[START Data]
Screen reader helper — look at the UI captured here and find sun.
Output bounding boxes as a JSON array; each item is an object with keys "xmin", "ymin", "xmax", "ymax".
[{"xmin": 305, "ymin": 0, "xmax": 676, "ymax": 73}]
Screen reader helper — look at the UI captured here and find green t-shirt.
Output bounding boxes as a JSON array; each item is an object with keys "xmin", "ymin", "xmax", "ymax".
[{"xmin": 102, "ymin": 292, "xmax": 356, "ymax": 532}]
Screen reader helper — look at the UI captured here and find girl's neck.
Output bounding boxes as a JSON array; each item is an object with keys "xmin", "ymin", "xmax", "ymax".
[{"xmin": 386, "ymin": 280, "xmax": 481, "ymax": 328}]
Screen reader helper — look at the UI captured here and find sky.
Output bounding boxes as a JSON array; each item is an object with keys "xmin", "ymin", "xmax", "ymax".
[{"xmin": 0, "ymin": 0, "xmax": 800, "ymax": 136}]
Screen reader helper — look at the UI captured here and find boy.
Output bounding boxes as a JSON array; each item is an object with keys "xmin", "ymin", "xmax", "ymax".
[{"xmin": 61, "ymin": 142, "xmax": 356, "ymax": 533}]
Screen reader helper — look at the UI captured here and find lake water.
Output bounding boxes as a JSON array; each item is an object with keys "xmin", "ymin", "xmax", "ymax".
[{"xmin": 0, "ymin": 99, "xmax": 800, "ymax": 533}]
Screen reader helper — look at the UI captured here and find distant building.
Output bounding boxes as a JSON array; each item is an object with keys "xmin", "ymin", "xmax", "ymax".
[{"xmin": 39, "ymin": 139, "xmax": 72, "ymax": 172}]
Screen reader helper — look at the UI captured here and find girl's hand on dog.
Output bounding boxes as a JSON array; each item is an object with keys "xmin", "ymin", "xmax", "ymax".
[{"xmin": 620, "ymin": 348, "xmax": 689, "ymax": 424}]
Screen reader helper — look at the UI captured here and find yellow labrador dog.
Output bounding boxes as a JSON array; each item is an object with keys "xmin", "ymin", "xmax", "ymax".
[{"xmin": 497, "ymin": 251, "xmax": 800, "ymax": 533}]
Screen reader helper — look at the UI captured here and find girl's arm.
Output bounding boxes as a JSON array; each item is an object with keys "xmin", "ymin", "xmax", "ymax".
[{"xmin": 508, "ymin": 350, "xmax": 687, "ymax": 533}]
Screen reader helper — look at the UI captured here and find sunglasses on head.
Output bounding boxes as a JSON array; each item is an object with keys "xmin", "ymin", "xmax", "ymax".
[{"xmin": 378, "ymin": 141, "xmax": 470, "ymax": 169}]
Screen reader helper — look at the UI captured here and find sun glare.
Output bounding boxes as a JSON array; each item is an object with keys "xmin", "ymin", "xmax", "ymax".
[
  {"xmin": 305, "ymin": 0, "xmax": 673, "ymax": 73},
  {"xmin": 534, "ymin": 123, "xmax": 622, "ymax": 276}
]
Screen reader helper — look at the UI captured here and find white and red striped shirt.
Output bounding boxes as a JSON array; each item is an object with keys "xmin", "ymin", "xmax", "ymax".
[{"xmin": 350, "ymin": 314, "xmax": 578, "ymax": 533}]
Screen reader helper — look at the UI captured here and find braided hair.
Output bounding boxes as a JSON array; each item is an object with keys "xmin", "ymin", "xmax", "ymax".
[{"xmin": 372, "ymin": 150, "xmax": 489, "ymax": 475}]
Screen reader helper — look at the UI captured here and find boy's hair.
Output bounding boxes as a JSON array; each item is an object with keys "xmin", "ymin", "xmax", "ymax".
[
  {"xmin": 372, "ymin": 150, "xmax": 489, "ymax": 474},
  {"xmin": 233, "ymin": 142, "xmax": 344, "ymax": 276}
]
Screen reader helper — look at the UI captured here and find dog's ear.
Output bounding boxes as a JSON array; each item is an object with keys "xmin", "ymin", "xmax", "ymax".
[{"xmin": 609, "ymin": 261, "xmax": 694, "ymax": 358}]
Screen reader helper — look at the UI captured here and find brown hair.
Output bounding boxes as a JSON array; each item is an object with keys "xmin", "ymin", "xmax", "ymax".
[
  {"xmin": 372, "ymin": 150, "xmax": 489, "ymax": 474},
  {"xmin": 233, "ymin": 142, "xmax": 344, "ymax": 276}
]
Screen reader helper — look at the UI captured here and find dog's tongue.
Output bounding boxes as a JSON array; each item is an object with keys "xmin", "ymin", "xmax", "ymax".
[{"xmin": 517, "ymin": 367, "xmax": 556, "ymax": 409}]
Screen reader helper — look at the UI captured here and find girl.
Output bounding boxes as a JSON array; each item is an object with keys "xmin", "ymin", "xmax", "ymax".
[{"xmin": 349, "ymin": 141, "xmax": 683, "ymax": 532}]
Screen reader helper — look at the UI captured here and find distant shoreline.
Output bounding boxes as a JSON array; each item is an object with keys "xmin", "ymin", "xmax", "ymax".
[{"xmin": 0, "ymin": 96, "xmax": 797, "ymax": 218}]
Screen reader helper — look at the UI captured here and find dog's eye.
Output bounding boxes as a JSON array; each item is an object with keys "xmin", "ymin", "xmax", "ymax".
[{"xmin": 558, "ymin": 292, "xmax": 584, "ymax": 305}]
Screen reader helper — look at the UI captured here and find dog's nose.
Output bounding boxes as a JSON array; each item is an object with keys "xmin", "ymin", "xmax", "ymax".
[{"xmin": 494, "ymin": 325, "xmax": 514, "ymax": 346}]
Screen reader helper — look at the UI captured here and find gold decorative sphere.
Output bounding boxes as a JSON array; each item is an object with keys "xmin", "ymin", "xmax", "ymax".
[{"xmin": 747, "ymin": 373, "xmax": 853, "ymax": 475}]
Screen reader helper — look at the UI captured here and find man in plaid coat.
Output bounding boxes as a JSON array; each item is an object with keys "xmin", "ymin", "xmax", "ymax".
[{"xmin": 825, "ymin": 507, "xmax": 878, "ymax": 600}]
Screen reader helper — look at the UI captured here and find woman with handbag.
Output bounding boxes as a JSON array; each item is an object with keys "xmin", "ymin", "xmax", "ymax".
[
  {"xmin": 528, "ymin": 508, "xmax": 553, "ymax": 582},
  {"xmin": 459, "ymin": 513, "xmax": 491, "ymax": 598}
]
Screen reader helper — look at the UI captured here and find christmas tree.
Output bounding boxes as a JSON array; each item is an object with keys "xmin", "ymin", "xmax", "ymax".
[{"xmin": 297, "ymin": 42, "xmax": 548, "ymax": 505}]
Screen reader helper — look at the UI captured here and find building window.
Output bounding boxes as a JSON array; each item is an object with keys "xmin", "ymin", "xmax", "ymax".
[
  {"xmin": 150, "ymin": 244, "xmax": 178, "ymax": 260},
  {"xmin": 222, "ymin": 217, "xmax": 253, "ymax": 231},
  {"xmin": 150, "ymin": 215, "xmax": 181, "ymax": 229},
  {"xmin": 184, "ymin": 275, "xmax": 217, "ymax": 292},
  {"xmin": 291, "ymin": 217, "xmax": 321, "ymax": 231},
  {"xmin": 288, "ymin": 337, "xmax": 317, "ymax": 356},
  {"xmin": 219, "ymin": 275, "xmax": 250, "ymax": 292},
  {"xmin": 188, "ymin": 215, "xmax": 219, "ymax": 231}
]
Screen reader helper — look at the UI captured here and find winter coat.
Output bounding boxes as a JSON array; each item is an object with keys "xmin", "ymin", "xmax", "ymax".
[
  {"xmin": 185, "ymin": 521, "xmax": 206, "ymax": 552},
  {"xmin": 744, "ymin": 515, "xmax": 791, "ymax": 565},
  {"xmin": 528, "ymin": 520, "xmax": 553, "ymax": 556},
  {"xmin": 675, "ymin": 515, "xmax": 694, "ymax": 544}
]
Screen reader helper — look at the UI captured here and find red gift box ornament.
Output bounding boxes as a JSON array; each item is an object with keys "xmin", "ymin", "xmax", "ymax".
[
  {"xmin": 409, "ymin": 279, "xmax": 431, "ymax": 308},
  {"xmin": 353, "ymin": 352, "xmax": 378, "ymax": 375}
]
[END Data]
Return the lines beginning at the one that contains "find christmas tree." and continuing through the last line of the data, exactly as they stand and without any others.

Complete response:
Screen reader helper — look at the UI captured here and find christmas tree.
Output bounding boxes as a JSON array; each item is an object with keys "xmin", "ymin", "xmax", "ymax".
[{"xmin": 297, "ymin": 42, "xmax": 548, "ymax": 505}]
Screen reader helper — look at the UI captured here and find building window.
Output bounding boxes as a JSON array; each item is an object with keys "xmin", "ymin", "xmax", "ymax".
[
  {"xmin": 150, "ymin": 244, "xmax": 178, "ymax": 260},
  {"xmin": 222, "ymin": 217, "xmax": 253, "ymax": 231},
  {"xmin": 150, "ymin": 215, "xmax": 181, "ymax": 229},
  {"xmin": 184, "ymin": 275, "xmax": 217, "ymax": 292},
  {"xmin": 291, "ymin": 217, "xmax": 321, "ymax": 231},
  {"xmin": 288, "ymin": 337, "xmax": 317, "ymax": 356},
  {"xmin": 219, "ymin": 275, "xmax": 250, "ymax": 292},
  {"xmin": 188, "ymin": 215, "xmax": 219, "ymax": 231}
]
Screen reader helper — look at the UI captured here and find winter coat.
Output bounding boxes as a JSON array; each item is an object with keys "xmin", "ymin", "xmax", "ymax".
[
  {"xmin": 185, "ymin": 521, "xmax": 206, "ymax": 552},
  {"xmin": 744, "ymin": 515, "xmax": 791, "ymax": 565},
  {"xmin": 528, "ymin": 520, "xmax": 553, "ymax": 556},
  {"xmin": 675, "ymin": 515, "xmax": 694, "ymax": 544}
]
Screen reader helper — look at the UI captured here and find red gift box ornament.
Output bounding boxes as a JSON array; each item is an object with keys "xmin", "ymin", "xmax", "ymax".
[
  {"xmin": 409, "ymin": 279, "xmax": 431, "ymax": 308},
  {"xmin": 353, "ymin": 352, "xmax": 378, "ymax": 375}
]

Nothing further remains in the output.